=== Dataset extract ===
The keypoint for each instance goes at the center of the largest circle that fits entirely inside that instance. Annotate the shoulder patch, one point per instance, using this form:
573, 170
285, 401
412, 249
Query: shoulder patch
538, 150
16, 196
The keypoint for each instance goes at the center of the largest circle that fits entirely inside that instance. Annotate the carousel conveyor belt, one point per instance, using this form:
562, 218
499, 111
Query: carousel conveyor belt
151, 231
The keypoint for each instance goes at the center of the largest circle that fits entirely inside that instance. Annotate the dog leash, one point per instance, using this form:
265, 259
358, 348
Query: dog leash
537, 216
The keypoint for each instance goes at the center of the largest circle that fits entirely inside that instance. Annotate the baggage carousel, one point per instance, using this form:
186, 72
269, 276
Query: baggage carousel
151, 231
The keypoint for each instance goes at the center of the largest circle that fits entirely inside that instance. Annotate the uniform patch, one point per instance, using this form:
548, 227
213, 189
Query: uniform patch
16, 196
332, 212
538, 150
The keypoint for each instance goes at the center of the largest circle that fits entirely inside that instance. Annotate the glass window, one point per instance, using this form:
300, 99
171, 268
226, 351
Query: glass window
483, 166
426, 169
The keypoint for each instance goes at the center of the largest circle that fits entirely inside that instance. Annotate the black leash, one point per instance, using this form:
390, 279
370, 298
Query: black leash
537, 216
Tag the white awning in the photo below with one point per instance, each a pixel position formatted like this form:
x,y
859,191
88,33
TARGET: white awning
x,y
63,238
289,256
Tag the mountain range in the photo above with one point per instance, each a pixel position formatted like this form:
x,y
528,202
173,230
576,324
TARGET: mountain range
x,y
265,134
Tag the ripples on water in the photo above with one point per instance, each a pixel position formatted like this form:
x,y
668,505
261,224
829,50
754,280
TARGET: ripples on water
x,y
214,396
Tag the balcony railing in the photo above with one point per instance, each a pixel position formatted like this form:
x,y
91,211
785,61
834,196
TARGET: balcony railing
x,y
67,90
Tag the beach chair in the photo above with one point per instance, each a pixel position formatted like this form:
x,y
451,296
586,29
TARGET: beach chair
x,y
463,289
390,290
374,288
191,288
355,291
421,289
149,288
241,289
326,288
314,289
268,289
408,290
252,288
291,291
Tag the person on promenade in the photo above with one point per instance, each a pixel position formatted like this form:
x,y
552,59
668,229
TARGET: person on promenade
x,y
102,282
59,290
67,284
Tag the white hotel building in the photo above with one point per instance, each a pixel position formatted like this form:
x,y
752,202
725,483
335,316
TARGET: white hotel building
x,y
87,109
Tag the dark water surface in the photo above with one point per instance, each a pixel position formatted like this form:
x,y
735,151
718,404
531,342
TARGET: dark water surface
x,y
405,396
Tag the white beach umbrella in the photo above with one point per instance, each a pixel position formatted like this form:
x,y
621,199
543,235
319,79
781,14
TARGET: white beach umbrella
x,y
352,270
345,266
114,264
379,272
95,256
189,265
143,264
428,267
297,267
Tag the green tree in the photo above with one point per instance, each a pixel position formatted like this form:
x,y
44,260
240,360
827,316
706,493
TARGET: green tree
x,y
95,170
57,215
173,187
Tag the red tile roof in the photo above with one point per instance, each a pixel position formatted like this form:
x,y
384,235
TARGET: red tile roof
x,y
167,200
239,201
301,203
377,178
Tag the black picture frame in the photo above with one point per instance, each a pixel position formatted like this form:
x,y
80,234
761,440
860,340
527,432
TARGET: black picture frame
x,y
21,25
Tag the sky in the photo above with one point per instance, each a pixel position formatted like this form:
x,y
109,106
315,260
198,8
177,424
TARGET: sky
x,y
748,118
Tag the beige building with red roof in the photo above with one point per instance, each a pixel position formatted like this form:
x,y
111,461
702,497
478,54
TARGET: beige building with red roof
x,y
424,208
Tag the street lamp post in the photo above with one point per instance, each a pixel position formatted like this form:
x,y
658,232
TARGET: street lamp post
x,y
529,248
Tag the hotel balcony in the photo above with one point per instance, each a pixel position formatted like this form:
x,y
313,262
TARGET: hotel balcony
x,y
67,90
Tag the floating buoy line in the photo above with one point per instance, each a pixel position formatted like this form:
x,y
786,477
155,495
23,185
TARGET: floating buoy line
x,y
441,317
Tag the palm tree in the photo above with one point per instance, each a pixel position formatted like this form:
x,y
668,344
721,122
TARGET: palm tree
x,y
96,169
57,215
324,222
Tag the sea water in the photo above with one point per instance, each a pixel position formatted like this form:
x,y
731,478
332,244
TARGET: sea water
===
**Required action**
Return all the data above once more, precisely as given.

**Answer box**
The keypoint for each instance goes at the center of the largest circle that fits entirely inside that instance. Annotate the shoulder patch, one point per instance, using this form:
573, 170
285, 401
412, 249
Query: shoulder patch
538, 150
16, 196
The keypoint for each instance goes at the center of the largest circle that fits entirely inside that instance. Annotate the carousel conveyor belt, one point per instance, using this form:
562, 218
499, 111
Query: carousel conveyor belt
151, 231
The keypoint for each instance goes at the center of the largest circle that fits entirely inside that instance. Annotate the dog leash, one point per instance, using this form:
265, 259
358, 348
Query: dog leash
537, 216
The keypoint for each instance goes at the center of the largest circle that fits entirely inside that instance. Annotate the baggage carousel, one point per instance, using this form:
186, 72
269, 276
Query: baggage carousel
151, 231
The keypoint for each instance goes at the center of the largest circle that fits entirely inside that instance. Annotate the uniform patch, one point per instance, using this form:
548, 227
213, 189
Query: uniform patch
16, 196
332, 212
538, 150
The keypoint for each instance goes at the center of the largest circle that fits entirely inside that instance. Annotate the glass window, one point per instance, using this form:
300, 99
171, 268
226, 351
Query: glass window
483, 166
426, 169
The keypoint for each instance goes at the center of the largest circle that fits entirely inside that instance. Annotate the black leash, one point per instance, using this form:
390, 279
370, 298
Query: black leash
537, 216
Tag the white awning in the photo below with one point per instance, each a pixel position formatted like this form:
x,y
859,191
88,33
TARGET: white awning
x,y
63,238
289,256
Tag the mountain range in the photo above with one point per instance, each a pixel position formatted like this form:
x,y
528,202
173,230
576,324
TARGET: mountain range
x,y
265,134
Tag the ripples on water in the photo above with one point per instance, each a pixel position formatted like this form:
x,y
668,505
261,224
829,50
754,280
TARGET: ripples on water
x,y
214,396
Tag the balcony railing in the photo above with one point per instance, each a pixel position formatted like this form:
x,y
91,211
785,61
834,196
TARGET: balcony railing
x,y
67,90
Tag the beach chair in the photo above with one point per instance, each a pixel position formatted like this form:
x,y
451,296
586,29
TARGET: beach chair
x,y
463,289
390,290
374,288
191,288
355,291
421,289
149,288
241,289
326,288
314,289
268,289
408,290
252,288
291,291
Tag the person on promenade in the photo above with one point per instance, each a pixel position formatted like this form:
x,y
552,59
668,229
TARGET: person on promenade
x,y
102,282
59,290
67,284
Tag the white hotel building in the photo above with one point per instance, each a pixel position formatted like this form:
x,y
752,202
725,483
335,316
TARGET: white hotel building
x,y
87,109
Tag the dark water surface in the photo above with one point per instance, each a pixel position formatted like this form:
x,y
735,151
718,404
531,342
TARGET: dark water surface
x,y
405,396
Tag the white beach umbrella in the photo above with one point per instance, each a pixel position formatted like this form:
x,y
621,199
543,235
319,79
781,14
TARGET: white beach umbrella
x,y
352,270
345,266
114,264
379,272
95,256
189,265
143,264
428,267
297,267
Tag the green tree in the photo above with one point per instance, each a pixel position formatted like this form:
x,y
44,260
240,360
827,316
706,493
TARGET: green tree
x,y
95,170
57,215
173,187
Tag the red tile roof in the photo above with one point per instance, each a pixel position formatted like this form:
x,y
384,235
TARGET: red tile roof
x,y
167,200
239,201
301,203
377,178
Tag the black picture frame in the photo above with one point per instance, each a pixel position formatted like this form:
x,y
80,234
761,440
860,340
527,432
TARGET: black picture frame
x,y
21,25
Tag the sky in the photo above with one point per instance, each a pixel position formatted like this form:
x,y
109,106
315,260
198,8
177,424
TARGET: sky
x,y
748,118
Tag the beige building with red roof in the photo above with one point per instance, each a pixel position formatted like this form:
x,y
111,461
702,497
478,54
TARGET: beige building with red roof
x,y
424,208
Tag the street lamp post in the photo above with one point per instance, each a pixel position formatted like this form:
x,y
658,232
TARGET: street lamp post
x,y
529,248
Tag the hotel balcony in the photo above with one point per instance, each a pixel position formatted like this form:
x,y
313,262
TARGET: hotel balcony
x,y
67,90
Tag the floating buoy line in the photo above with one point per instance, each a pixel position formatted like this form:
x,y
786,477
155,495
23,185
TARGET: floating buoy line
x,y
441,317
Tag the palm tree in the photo above with one point per instance, each a pixel position formatted like this form:
x,y
668,344
721,122
TARGET: palm tree
x,y
96,169
57,215
324,222
Tag the sea water in the photo above with one point per instance, each a pixel position formatted like this form:
x,y
731,478
332,244
TARGET: sea water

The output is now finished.